Point-based annotation data:

+ + +

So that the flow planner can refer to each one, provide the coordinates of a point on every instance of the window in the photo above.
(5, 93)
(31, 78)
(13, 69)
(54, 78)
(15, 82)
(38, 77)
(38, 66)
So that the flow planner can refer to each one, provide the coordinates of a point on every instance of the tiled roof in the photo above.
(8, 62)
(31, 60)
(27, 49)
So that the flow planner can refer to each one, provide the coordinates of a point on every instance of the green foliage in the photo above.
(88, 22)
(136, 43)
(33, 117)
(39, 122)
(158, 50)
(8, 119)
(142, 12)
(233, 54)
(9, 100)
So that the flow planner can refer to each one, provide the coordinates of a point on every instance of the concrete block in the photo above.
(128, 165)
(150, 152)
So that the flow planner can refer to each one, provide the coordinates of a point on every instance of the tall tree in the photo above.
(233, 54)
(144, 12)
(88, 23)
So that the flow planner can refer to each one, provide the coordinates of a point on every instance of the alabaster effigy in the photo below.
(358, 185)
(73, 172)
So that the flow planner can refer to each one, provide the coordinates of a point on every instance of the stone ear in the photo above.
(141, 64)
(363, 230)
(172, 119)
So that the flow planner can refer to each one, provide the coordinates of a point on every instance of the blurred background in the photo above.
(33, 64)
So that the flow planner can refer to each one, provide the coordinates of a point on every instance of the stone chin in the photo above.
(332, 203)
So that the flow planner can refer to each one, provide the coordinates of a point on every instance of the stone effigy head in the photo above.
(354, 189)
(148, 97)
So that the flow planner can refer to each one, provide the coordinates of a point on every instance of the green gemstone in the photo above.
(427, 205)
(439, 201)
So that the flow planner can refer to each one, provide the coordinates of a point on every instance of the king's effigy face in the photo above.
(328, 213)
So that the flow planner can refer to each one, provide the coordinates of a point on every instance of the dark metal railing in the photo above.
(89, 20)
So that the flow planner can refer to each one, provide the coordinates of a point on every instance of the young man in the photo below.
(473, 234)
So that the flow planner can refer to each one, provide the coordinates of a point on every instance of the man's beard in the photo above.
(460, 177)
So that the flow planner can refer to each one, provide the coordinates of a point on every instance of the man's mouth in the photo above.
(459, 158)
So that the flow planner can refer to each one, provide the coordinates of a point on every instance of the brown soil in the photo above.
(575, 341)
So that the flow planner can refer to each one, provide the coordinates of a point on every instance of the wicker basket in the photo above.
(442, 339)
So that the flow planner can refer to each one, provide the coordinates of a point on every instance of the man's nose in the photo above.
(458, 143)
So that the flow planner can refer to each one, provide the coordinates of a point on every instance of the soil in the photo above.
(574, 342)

+ + +

● **Given instruction**: Present every row above as a numbered list, leaving out any blank lines.

● **Reply to the task**:
1. So that the flow planner can refer to each one, provide the coordinates of a point on every instance of the window in the photo above.
2. (5, 93)
3. (31, 78)
4. (13, 69)
5. (54, 78)
6. (15, 82)
7. (38, 77)
8. (38, 66)
9. So that the flow planner can refer to each one, provide the coordinates of a point on every instance of the tiled roof in the photo above.
10. (8, 62)
11. (31, 60)
12. (27, 49)
13. So that the flow planner can refer to each one, provide the coordinates of a point on every instance of the green foliage in the photo above.
14. (88, 22)
15. (136, 43)
16. (33, 117)
17. (39, 122)
18. (158, 50)
19. (8, 119)
20. (142, 12)
21. (233, 54)
22. (9, 100)
23. So that the flow planner can refer to each one, provide the coordinates of a point on every instance of the concrete block in the photo above.
24. (128, 165)
25. (150, 152)
26. So that the flow planner can refer to each one, provide the coordinates of a point on every instance of the tall tree in the photo above.
27. (233, 54)
28. (144, 12)
29. (88, 23)
30. So that the flow planner can refer to each one, provide the coordinates of a point on every instance of the alabaster effigy in the photo below.
31. (358, 185)
32. (73, 172)
33. So that the flow planner can refer to each one, provide the coordinates of a point on every instance of the stone ear in the photo above.
34. (141, 64)
35. (363, 230)
36. (172, 119)
37. So that the flow planner can refer to each one, provide the coordinates of a point on every instance of the blurred background in the photo above.
38. (33, 64)
39. So that the flow planner can refer to each one, provide the coordinates of a point on every instance of the stone chin in the photo above.
40. (332, 203)
41. So that the flow planner can refer to each one, provide the coordinates of a point on every instance of the stone effigy head in the photo above.
42. (354, 189)
43. (148, 97)
44. So that the flow planner can refer to each one, provide the coordinates of a point on every instance of the green gemstone in the photo above.
45. (427, 205)
46. (439, 201)
47. So that the flow planner can refer to each one, provide the coordinates of a point on every instance of the king's effigy face in the photo above.
48. (328, 213)
49. So that the flow planner can refer to each one, provide the coordinates of a point on every instance of the dark metal railing in the photo above.
50. (89, 20)
51. So that the flow planner can refer to each one, provide the coordinates of a point on every instance of the young man in the photo below.
52. (473, 234)
53. So that the flow planner can refer to each one, provide the coordinates of a point on every instance of the man's beard in the photo above.
54. (460, 177)
55. So that the flow planner can refer to each one, provide the coordinates of a point on every instance of the man's mouth in the photo above.
56. (459, 158)
57. So that the flow planner can refer to each one, provide the coordinates of a point on every instance of the brown soil in the photo above.
58. (575, 341)
59. So that the flow planner can refer to each one, provide the coordinates of a point on every instance of the wicker basket in the photo above.
60. (442, 339)
61. So that the flow planner can refer to each one, provide the coordinates of a point on every instance of the man's nose in the photo above.
62. (458, 143)
63. So that the flow planner can refer to each one, provide the coordinates of a point on every instance of the soil in the photo above.
64. (574, 342)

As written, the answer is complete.